What you have to do:
The number of lines below containing the word "shrub" is all that should be returned.

(Dataset excerpts)
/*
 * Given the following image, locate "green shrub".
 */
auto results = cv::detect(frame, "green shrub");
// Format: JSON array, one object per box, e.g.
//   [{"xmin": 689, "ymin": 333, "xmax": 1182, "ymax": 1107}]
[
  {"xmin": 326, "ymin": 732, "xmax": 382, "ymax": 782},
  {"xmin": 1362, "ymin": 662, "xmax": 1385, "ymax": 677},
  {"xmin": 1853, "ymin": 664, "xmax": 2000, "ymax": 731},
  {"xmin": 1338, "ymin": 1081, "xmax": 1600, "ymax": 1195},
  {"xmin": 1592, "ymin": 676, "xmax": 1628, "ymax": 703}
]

Answer box:
2